OBJECTIVE ▸
Can you copy each of the records below line for line, with every character unchanged, but omit the pictures?

★ ★ ★

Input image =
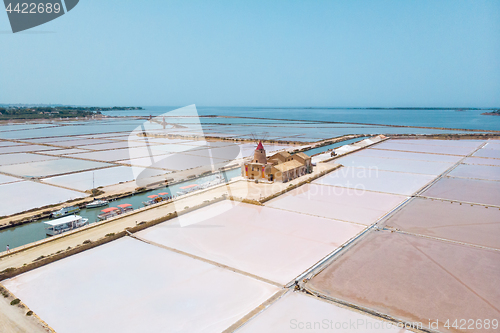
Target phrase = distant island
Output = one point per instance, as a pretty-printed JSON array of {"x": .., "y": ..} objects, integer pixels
[
  {"x": 51, "y": 112},
  {"x": 492, "y": 113}
]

★ ★ ★

RESPONSE TO THIS TASK ▸
Input image =
Target phrase = distant island
Output = one point per instance, as a pretty-printed JSON array of {"x": .., "y": ..} objects, integer pixels
[
  {"x": 51, "y": 112},
  {"x": 492, "y": 113}
]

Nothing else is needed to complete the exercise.